# [练习]
(a) 从节选中含有“从topic订阅信息表(to”的地方开始，到“idAll)的顺序是一致的。”结束，把这一段原文一字不差地返回。
(b) 根据节选，接口MQConsumerInner有哪三个实现类？

【RocketMQ | 源码分析】消息队列负载均衡策略介绍大家好，我是林师傅！前面文章我们介绍了Consumer消息队列

前言

前面文章我们介绍了Consumer消息队列负载均衡触发的时机，本篇文章我们来介绍Consumer是如何处理负载均衡的。

【RocketMQ | 源码分析】消息队列负载均衡时机分析 - 掘金 (juejin.cn)

Consumer负载均衡源码分析

执行rebalance的方法是MQClientInstance#doRebalance，源码如下，在doRebalance方法中遍历consumerTable，遍历每个consumerGroup对应的MQConsumerInner，并逐个调用doRebalance方法执行负载均衡

// org.apache.rocketmq.client.impl.factory.MQClientInstance#doRebalance
public void doRebalance() {
    for (Map.Entry<String/*consumerGroup*/, MQConsumerInner> entry : this.consumerTable.entrySet()) {
        MQConsumerInner impl = entry.getValue();
        if (impl != null) {
            try {
                impl.doRebalance();
            } catch (Throwable e) {
                log.error("doRebalance exception", e);
            }
        }
    }
}

MQConsumerInner是Consumer的接口，它有三个实现类DefaultMQPullConsumerImpl、DefaultLitePullConsumerImpl和DefaultMQPushConsumerImpl。

这三个Consumer实现类的doRebalance方法都相同，调用了RebalanceImpl#doRebalance执行负载均衡。

// 消费负载均衡器
private final RebalanceImpl rebalanceImpl = new RebalancePushImpl(this);

// org.apache.rocketmq.client.impl.consumer.DefaultMQPushConsumerImpl#doRebalance
public void doRebalance() {
    if (!this.pause) {
        this.rebalanceImpl.doRebalance(this.isConsumeOrderly()/*是否顺序消费，默认false*/);
    }
}

在doRebalance中，获取订阅信息表(subTable)，遍历获取当前ConsumerGroup订阅的所有Topic，并逐个调用rebalanceByTopic方法进行负载均衡，遍历完成后删除没有订阅的MessageQueue。

public void doRebalance(final boolean isOrder) {
    Map<String/*topic*/, SubscriptionData> subTable = this.getSubscriptionInner();
    if (subTable != null) {
        for (final Map.Entry<String/*topic*/, SubscriptionData> entry : subTable.entrySet()) {
            final String topic = entry.getKey();
            try {
                // 按topic rebalance
                this.rebalanceByTopic(topic, isOrder);
            } catch (Throwable e) {
                if (!topic.startsWith(MixAll.RETRY_GROUP_TOPIC_PREFIX)) {
                    log.warn("rebalanceByTopic Exception", e);
                }
            }
        }
    }
    // 删除没有订阅的MessageQueue
    this.truncateMessageQueueNotMyTopic();
}

根据topic执行Rebalance的方法，如下所示，RebalanceImpl会根据不同的消息模式执行不同的策略

广播模式

如果是广播模式，则Consumer不需要负载均衡，每隔consumer都会消费Topic的所有MessageQueue，仅需要更新当前consumer的processQueueTable的消息

集群模式

如果是集群模式，需要根据Consumer的负载均衡策略分配MessageQueue，然后更新当前Consumer的processQueueTable

集群模式大致逻辑为

从topic订阅信息表(topicSubscribeInfoTable)中获取topic的MessageQueue集合(mqSet)，然后再随机选择一个Broker获取当前consumerGroup的clientId集合(cidAll)，并将mqSet和cidAll排序，这样可以保证不同consumer客户端中进行负载均衡时拿MessageQueue集合(mqAll)和clientId集合(cidAll)的顺序是一致的。

# [数据集摘录]
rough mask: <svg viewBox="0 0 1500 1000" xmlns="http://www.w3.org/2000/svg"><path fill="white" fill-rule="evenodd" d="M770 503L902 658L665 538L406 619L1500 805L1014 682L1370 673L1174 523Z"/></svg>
---
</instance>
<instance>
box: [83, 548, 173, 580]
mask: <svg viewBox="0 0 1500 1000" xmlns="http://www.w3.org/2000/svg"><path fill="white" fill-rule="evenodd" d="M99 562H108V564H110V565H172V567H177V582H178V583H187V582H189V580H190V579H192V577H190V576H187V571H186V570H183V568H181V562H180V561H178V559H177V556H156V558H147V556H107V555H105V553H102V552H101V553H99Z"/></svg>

# [依次作答]
(a)
从topic订阅信息表(topicSubscribeInfoTable)中获取topic的MessageQueue集合(mqSet)，然后再随机选择一个Broker获取当前consumerGroup的clientId集合(cidAll)，并将mqSet和cidAll排序，这样可以保证不同consumer客户端中进行负载均衡时拿MessageQueue集合(mqAll)和clientId集合(cidAll)的顺序是一致的。

(b) DefaultMQPullConsumerImpl、DefaultLitePullConsumerImpl和DefaultMQPushConsumerImpl。